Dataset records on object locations
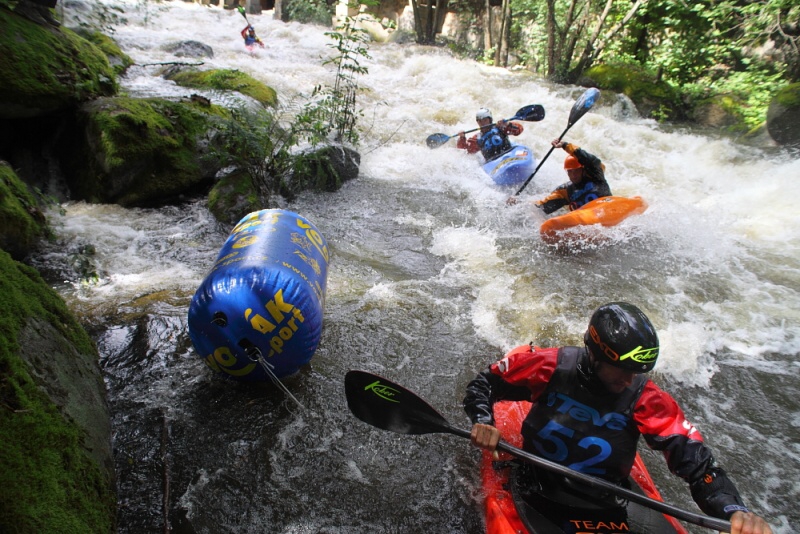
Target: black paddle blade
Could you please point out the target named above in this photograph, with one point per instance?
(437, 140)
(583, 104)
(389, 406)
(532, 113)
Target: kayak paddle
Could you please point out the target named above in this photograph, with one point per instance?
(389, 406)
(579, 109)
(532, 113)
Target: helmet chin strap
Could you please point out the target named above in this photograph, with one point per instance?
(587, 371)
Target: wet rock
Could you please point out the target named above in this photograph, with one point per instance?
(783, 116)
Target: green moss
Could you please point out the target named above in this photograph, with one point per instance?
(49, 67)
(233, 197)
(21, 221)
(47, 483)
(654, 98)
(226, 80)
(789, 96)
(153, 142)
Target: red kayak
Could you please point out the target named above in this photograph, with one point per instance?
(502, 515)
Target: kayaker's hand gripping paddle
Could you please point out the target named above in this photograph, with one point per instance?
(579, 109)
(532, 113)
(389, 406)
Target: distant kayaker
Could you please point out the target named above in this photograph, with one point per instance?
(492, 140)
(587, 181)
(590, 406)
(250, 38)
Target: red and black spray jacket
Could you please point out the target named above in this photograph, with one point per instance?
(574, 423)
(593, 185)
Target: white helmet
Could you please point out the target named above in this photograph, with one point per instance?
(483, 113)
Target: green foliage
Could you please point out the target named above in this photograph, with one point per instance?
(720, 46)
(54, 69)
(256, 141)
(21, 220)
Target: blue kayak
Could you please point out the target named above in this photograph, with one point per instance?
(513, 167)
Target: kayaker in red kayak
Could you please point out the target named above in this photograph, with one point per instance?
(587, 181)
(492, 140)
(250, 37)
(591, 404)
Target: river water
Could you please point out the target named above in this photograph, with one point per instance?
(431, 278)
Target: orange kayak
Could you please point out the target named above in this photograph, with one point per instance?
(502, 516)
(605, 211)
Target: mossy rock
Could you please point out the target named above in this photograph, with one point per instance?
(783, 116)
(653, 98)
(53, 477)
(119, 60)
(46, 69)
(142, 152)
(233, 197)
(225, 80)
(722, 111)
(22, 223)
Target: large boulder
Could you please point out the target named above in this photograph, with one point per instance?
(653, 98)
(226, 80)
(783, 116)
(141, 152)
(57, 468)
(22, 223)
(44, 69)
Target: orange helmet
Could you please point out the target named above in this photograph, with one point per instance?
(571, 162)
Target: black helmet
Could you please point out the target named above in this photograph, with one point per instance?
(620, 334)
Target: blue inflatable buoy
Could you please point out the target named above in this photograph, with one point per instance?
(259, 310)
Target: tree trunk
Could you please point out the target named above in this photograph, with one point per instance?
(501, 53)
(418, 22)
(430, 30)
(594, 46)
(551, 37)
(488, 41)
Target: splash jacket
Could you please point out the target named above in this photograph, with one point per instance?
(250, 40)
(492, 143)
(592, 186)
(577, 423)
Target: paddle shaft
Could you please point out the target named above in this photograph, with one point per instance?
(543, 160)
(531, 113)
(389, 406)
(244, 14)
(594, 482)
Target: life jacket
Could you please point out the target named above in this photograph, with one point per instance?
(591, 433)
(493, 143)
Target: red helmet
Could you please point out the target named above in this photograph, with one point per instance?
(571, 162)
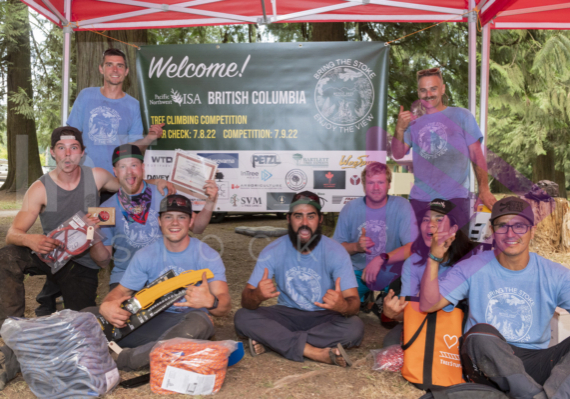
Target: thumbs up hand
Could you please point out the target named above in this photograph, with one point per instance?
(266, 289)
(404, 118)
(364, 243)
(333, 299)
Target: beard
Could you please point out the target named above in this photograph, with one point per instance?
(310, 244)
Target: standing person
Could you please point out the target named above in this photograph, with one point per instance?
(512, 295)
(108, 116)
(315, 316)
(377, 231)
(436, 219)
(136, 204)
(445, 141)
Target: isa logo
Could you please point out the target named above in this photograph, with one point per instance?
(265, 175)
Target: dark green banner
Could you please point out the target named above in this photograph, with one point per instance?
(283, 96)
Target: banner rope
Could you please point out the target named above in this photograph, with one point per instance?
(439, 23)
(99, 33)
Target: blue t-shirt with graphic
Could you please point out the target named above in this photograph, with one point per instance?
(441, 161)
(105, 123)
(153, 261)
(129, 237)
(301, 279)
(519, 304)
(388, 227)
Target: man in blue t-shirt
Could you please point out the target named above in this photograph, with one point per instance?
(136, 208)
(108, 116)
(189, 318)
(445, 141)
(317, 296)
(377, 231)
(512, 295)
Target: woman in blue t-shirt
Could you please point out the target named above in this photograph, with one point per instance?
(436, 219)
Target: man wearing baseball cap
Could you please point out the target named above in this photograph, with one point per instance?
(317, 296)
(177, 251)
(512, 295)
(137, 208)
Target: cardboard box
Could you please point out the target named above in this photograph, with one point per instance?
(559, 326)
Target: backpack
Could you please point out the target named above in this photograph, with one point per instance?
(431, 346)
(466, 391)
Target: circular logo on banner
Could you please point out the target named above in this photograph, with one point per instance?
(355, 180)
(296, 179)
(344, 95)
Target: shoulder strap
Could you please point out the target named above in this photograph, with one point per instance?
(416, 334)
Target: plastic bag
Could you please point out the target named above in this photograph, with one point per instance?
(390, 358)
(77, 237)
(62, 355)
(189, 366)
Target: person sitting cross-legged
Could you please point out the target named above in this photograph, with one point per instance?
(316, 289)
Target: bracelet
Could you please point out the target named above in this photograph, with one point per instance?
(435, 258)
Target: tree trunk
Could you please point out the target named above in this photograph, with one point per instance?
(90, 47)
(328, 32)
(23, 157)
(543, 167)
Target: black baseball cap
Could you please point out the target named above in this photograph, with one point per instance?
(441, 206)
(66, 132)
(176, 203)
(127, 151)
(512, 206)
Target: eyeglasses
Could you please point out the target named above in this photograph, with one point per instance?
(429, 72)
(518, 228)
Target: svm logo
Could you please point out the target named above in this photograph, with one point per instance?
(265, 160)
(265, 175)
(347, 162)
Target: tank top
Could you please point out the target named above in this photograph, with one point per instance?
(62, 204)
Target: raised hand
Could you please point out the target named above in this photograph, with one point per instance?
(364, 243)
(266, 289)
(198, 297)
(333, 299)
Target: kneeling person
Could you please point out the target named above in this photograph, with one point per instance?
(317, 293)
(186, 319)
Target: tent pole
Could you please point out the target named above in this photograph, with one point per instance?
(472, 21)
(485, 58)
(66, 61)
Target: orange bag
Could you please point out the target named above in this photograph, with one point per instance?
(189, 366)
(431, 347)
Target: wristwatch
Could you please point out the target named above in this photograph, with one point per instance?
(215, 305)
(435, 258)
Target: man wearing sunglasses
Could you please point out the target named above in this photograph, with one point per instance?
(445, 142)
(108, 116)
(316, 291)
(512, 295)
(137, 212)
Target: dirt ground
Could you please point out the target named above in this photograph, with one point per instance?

---

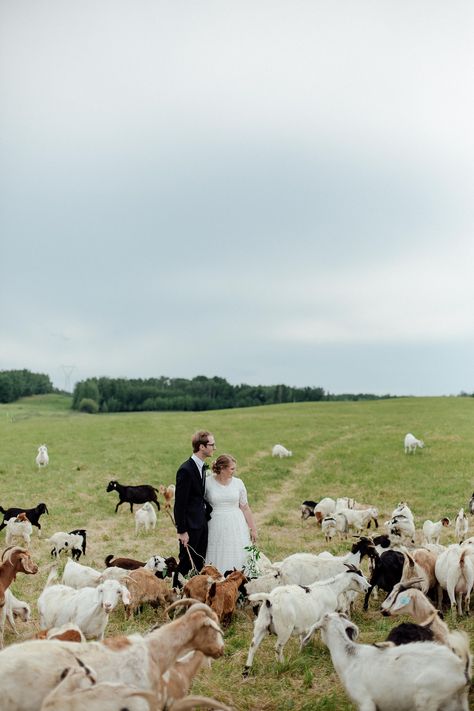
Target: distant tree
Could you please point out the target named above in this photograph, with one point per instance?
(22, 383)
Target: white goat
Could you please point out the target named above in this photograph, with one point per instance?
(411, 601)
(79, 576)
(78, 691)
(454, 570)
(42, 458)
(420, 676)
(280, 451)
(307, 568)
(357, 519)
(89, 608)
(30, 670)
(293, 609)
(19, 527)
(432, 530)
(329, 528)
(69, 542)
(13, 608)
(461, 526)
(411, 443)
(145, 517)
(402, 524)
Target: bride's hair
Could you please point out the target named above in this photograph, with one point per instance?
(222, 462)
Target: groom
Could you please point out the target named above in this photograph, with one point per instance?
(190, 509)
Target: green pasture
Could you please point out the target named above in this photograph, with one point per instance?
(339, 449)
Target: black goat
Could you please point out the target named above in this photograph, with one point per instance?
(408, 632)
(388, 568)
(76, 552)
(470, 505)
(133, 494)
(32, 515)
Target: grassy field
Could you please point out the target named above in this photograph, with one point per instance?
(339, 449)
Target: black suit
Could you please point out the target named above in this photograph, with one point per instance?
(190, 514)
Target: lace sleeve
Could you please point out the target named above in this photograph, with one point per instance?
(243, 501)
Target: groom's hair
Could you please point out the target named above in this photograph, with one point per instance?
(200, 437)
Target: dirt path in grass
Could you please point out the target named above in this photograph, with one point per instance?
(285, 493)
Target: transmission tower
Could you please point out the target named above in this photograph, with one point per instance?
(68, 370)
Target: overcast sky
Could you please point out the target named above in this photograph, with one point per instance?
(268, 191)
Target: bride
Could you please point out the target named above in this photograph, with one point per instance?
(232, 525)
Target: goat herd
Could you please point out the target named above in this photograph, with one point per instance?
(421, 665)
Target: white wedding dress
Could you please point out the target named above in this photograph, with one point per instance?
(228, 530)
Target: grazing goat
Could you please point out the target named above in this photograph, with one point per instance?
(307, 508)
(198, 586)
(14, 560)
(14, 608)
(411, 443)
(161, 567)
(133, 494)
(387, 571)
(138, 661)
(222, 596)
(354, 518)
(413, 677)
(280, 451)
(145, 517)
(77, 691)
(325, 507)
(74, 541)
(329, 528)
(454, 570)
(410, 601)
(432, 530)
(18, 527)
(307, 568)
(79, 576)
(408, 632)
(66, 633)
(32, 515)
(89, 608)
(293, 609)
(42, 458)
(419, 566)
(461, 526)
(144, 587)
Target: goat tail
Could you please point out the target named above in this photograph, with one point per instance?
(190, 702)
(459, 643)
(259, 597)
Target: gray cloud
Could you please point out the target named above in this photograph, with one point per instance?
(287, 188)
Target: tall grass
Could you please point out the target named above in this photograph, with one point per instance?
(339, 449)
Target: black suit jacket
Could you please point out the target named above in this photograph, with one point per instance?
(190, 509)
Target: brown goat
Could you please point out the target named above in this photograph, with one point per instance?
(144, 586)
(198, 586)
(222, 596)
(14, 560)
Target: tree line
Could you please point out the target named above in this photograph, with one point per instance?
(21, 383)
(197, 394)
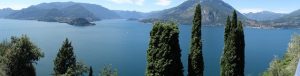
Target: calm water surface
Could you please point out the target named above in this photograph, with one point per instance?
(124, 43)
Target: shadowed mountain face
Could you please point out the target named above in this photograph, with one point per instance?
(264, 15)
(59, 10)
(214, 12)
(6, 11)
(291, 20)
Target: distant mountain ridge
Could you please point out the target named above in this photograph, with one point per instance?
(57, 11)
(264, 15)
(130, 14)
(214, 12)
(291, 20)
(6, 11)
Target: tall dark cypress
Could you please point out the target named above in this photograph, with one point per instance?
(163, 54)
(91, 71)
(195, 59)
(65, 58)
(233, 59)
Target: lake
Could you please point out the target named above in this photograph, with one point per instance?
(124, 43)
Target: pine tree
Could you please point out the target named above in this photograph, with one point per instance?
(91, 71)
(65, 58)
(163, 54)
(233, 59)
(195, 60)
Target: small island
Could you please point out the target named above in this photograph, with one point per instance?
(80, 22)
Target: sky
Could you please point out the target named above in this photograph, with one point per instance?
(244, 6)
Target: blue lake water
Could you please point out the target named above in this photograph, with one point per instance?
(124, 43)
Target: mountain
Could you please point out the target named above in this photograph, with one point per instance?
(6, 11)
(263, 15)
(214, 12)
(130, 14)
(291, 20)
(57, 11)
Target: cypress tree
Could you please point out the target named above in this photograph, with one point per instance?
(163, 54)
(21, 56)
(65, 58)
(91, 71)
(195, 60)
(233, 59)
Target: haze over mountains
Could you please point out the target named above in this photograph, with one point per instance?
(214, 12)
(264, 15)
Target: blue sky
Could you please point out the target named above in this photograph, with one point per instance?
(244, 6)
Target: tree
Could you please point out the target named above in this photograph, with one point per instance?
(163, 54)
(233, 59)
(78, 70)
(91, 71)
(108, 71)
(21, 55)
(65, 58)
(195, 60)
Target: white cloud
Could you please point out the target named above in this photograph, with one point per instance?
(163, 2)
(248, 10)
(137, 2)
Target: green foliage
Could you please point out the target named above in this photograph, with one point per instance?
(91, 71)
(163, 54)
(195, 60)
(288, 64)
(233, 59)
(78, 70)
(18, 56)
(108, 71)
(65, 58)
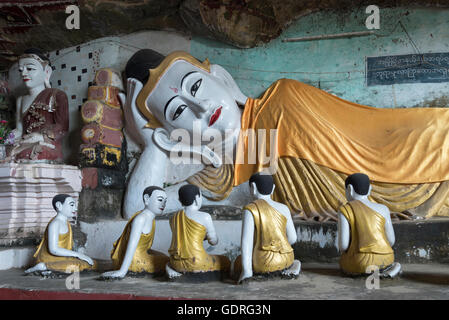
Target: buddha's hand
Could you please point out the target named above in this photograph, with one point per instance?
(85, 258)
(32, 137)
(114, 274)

### Your objective
Which lines in the rows above contain the word "tall"? Extract each one in full.

### Task solution
Target: tall grass
Target: tall dark cypress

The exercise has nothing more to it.